(Dataset rows on where objects appear)
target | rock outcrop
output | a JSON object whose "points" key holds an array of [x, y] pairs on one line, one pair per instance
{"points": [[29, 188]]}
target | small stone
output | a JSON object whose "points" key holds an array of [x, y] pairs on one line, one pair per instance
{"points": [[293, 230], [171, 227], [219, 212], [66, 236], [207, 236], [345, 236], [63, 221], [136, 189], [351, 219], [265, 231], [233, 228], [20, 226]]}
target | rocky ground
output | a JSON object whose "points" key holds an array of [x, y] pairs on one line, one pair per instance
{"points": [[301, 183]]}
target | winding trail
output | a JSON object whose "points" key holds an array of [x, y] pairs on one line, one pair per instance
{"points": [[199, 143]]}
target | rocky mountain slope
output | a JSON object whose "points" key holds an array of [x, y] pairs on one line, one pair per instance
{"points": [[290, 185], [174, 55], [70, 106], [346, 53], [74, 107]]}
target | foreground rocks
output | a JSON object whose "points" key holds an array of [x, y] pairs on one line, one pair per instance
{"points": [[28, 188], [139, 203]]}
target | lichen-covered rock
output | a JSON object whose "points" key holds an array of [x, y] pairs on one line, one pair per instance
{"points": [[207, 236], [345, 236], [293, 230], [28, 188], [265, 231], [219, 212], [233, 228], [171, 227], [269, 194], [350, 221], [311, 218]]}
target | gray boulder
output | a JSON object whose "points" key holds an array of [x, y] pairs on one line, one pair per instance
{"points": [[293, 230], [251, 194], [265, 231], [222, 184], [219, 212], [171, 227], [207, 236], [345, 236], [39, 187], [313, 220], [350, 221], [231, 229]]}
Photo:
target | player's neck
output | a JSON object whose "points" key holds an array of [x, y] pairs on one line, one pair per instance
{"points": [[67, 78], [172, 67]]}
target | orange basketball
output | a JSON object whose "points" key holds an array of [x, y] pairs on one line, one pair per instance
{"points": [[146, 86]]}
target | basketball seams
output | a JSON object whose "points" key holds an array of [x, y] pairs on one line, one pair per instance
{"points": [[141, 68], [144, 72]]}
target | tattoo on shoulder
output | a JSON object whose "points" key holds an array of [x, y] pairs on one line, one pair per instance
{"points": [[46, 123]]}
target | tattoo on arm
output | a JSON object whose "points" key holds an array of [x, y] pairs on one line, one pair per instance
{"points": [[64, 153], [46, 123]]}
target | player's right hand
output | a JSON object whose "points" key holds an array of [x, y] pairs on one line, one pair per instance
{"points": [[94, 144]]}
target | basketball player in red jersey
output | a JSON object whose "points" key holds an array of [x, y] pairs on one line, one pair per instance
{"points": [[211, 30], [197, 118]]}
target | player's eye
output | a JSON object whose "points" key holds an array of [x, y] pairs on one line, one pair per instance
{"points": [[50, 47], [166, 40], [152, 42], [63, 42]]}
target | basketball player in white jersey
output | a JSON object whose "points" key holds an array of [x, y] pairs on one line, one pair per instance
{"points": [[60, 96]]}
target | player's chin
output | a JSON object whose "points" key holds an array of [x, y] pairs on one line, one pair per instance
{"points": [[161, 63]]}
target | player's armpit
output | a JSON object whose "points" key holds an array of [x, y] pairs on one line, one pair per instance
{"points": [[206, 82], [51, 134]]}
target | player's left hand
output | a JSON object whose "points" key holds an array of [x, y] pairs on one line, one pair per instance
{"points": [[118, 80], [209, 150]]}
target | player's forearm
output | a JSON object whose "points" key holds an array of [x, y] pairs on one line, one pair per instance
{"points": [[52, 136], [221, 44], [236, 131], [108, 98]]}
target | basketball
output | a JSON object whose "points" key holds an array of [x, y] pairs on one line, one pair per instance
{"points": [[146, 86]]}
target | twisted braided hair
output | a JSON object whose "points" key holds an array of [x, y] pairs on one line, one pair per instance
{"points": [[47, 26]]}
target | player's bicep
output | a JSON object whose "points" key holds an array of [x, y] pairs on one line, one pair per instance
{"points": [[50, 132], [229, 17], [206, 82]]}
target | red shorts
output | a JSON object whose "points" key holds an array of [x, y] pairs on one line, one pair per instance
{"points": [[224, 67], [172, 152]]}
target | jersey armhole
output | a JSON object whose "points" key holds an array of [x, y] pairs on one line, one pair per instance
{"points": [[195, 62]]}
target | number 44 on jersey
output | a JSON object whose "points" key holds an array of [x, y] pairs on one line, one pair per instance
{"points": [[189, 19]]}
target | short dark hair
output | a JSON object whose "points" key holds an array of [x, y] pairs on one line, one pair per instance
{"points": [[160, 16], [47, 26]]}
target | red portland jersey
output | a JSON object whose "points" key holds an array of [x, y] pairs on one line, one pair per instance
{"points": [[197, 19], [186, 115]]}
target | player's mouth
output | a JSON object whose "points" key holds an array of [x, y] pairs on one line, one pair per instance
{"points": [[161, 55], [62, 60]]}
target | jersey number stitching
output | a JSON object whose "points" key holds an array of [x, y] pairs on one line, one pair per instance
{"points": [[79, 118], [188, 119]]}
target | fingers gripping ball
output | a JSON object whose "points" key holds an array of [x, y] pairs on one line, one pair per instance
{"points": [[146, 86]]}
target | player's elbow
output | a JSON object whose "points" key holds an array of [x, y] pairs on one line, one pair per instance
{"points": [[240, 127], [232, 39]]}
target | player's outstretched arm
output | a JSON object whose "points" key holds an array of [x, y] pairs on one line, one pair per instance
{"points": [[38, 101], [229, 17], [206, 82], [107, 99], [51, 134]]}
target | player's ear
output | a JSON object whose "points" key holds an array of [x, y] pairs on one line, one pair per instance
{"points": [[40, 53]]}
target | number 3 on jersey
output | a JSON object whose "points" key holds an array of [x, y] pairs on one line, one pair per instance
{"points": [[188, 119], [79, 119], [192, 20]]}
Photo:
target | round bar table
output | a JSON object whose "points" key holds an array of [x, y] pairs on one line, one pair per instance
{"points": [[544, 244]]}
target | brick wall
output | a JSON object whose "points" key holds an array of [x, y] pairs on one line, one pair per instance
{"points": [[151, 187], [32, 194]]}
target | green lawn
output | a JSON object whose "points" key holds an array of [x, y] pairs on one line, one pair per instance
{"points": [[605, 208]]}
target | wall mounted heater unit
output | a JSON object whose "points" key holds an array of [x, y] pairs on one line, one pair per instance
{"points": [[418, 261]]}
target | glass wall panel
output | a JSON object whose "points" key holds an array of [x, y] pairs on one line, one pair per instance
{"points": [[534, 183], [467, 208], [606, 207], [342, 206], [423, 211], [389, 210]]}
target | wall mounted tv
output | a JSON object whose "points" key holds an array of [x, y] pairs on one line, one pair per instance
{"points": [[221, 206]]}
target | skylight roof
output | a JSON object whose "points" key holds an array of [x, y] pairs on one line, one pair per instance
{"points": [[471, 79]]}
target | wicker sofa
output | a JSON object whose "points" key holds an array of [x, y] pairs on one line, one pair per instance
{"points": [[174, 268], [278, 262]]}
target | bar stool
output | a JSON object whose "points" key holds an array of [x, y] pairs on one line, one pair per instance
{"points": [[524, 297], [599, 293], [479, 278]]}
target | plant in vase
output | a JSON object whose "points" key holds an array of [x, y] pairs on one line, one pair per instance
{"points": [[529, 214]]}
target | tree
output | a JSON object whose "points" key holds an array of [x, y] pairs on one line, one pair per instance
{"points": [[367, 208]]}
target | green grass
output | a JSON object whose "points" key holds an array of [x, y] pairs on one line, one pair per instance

GOAL: Every line above needs to be retyped exactly.

ANSWER BELOW:
target | rock outcrop
output | a JSON object whose "points" key holds an array of [x, y] pairs on one line, one pair per instance
{"points": [[29, 188]]}
target | small stone
output | a JSON object whose "points" key holds an array of [x, y] pairs on one line, one pair per instance
{"points": [[293, 230], [171, 227], [219, 212], [66, 236], [207, 236], [345, 236], [63, 221], [136, 189], [351, 219], [265, 231], [233, 228], [20, 226]]}
target | rocky ground
output | a JSON object whose "points" key holds an array of [x, y] pairs on one line, one pair per instance
{"points": [[301, 183]]}
target | winding trail
output | a JSON object whose "points" key holds an array of [x, y] pairs on one line, one pair per instance
{"points": [[199, 143]]}
target | rocky mountain slope
output | a JSON object whose "points" key holds an array of [x, y] pairs on one line, one pair per instance
{"points": [[290, 185], [174, 55], [70, 106], [346, 53], [74, 107]]}
target | foreground rocks
output | a JSON object whose "points" key holds an array of [x, y] pairs on one line, one pair per instance
{"points": [[28, 188], [139, 203]]}
target | lichen-covered rock
output | a JSON object whose "points" key holds an array of [x, y] pairs on one line, one pair per instance
{"points": [[207, 236], [345, 236], [293, 230], [28, 188], [265, 231], [219, 212], [233, 228], [171, 227], [269, 194], [350, 221], [311, 218]]}
target | gray boulder
output | a JSON object whose "points" key holds an array of [x, y] pairs on one line, one pair per instance
{"points": [[293, 230], [251, 194], [265, 231], [222, 184], [219, 212], [171, 227], [207, 236], [345, 236], [39, 187], [313, 220], [350, 221], [231, 229]]}
Photo:
target | player's neck
output | a JSON object whose "points" key holds an array of [x, y] pairs on one line, one pair per instance
{"points": [[67, 78], [172, 67]]}
target | orange basketball
output | a JSON object whose "points" key holds an array of [x, y] pairs on one line, one pair per instance
{"points": [[146, 86]]}
target | basketball seams
output | a JSON object whose "points" key holds an array of [x, y] pairs on one line, one pair per instance
{"points": [[141, 68], [144, 72]]}
target | tattoo on shoulder
output | a JSON object whose "points" key holds an array of [x, y] pairs on one line, one pair per instance
{"points": [[46, 123]]}
target | tattoo on arm
output | a JSON object whose "points" key holds an array of [x, y] pairs on one line, one pair per instance
{"points": [[64, 153], [46, 123]]}
target | player's right hand
output | a JSON object whose "points" key holds an array of [x, y] pairs on one line, one pair per instance
{"points": [[94, 144]]}
target | basketball player in red jersey
output | a JSON object whose "points" key holds an array of [x, y] pairs on one line, one pair per instance
{"points": [[211, 30], [197, 118]]}
target | player's eye
output | a JSON object whose "points" key holds an array of [x, y] pairs on one line, one pair per instance
{"points": [[50, 47], [166, 40], [152, 42], [63, 42]]}
target | basketball player in white jersey
output | a JSON object whose "points" key holds an array of [x, y] pairs on one line, one pair per instance
{"points": [[60, 96]]}
target | player's chin
output | a JSON object whose "points" key holds an array of [x, y] pairs on one line, one pair per instance
{"points": [[161, 63]]}
target | player's armpit
output | a JSON object whose "points" key holds an array of [x, y] pairs on one line, one pair per instance
{"points": [[206, 82], [51, 134]]}
target | player's left hand
output | a JSON object whose "points" key holds an array of [x, y] pairs on one line, one pair per instance
{"points": [[118, 80], [209, 150]]}
target | player's forearm
output | a JSON object whose "points" key holds an array of [x, y] pairs on one line, one pair per instance
{"points": [[52, 136], [221, 44], [236, 131], [108, 98]]}
target | basketball
output | a JSON object whose "points" key holds an array of [x, y] pairs on one line, one pair per instance
{"points": [[146, 86]]}
target | twisted braided hair
output | a JSON object whose "points" key holds an array of [x, y] pairs on one line, one pair per instance
{"points": [[47, 26]]}
target | player's bicep
output | a JSON object whose "points" key holds an array of [x, y] pairs on one line, one pair per instance
{"points": [[50, 132], [229, 17], [206, 82]]}
target | red shorts
output | a JSON object whose "points" key holds an array of [x, y] pairs on one line, one pair per instance
{"points": [[224, 67], [172, 152]]}
target | jersey armhole
output | a JSON object whose "points" key holds an array of [x, y] pairs on one line, one pair per instance
{"points": [[195, 62]]}
target | number 44 on jersey
output | a JSON object whose "points" key holds an array of [x, y] pairs on one line, one pair per instance
{"points": [[189, 19]]}
target | short dark hair
output | a JSON object whose "points" key holds an array of [x, y] pairs on one line, one pair per instance
{"points": [[160, 16], [47, 26]]}
target | red portland jersey
output | a JSON object whose "points" key holds an array of [x, y] pairs on one line, one pair per instance
{"points": [[197, 19], [186, 115]]}
target | player's mouth
output | a JSON object whose "points" key holds an array of [x, y] pairs on one line, one pair per instance
{"points": [[161, 55], [62, 60]]}
target | jersey number stitching
output | a JSON object whose "points" key holds an array of [x, y] pairs on one line, one pair per instance
{"points": [[79, 118], [188, 119]]}
target | fingers gripping ball
output | a JSON object whose "points" key holds an array of [x, y] pairs on one line, one pair per instance
{"points": [[146, 86]]}
target | player's elbow
output | a JSON object whose "points" key holds an array of [x, y] pairs on one line, one pair per instance
{"points": [[240, 127], [232, 39]]}
target | player's outstretched arm
output | a JSON object whose "points" key holds an array of [x, y] pairs on one line, one pair per instance
{"points": [[38, 101], [229, 17], [206, 82], [107, 99], [51, 134]]}
target | player's ear
output | a JSON object whose "points" key holds an array of [x, y] pairs on one line, one pair per instance
{"points": [[40, 53]]}
target | number 3 on jersey
output | a JSON object whose "points" key holds an array of [x, y] pairs on one line, one pair per instance
{"points": [[188, 119], [79, 119], [192, 20]]}
Photo:
target | round bar table
output | a JSON object whose "points" key holds an array of [x, y] pairs on one line, one pair per instance
{"points": [[544, 244]]}
target | brick wall
output | a JSON object whose "points" key holds an array of [x, y] pairs on one line, one pair per instance
{"points": [[151, 187], [32, 194]]}
target | green lawn
output | a JSON object whose "points" key holds an array of [x, y] pairs on one line, one pair per instance
{"points": [[605, 208]]}
target | wall mounted heater unit
output | a JSON object whose "points" key holds an array of [x, y] pairs on one line, one pair per instance
{"points": [[418, 261]]}
target | glass wall panel
output | a JSON object whose "points" key holds an array of [x, y] pairs on one line, one pair per instance
{"points": [[534, 183], [467, 208], [606, 207], [342, 206], [423, 211], [389, 210]]}
target | wall mounted tv
output | a JSON object whose "points" key holds an array of [x, y] pairs on one line, one pair per instance
{"points": [[221, 206]]}
target | skylight roof
output | a JSON object whose "points" key holds an array of [x, y] pairs on one line, one pair per instance
{"points": [[471, 79]]}
target | wicker sofa
output | a JSON object whose "points" key holds an array of [x, y] pairs on one line, one pair per instance
{"points": [[174, 268], [278, 262]]}
target | bar stool
output | a JSON object whose "points" key holds an array of [x, y] pairs on one line, one pair per instance
{"points": [[524, 297], [599, 293], [479, 278]]}
target | plant in vase
output | a JSON object whose "points" key holds an array of [x, y] pairs on one line, one pair per instance
{"points": [[529, 214]]}
target | tree
output | a JSON object whose "points" key holds an array of [x, y] pairs on one line, one pair per instance
{"points": [[367, 208]]}
target | green grass
output | a JSON object whose "points" key holds an array of [x, y] pairs on one line, one pair per instance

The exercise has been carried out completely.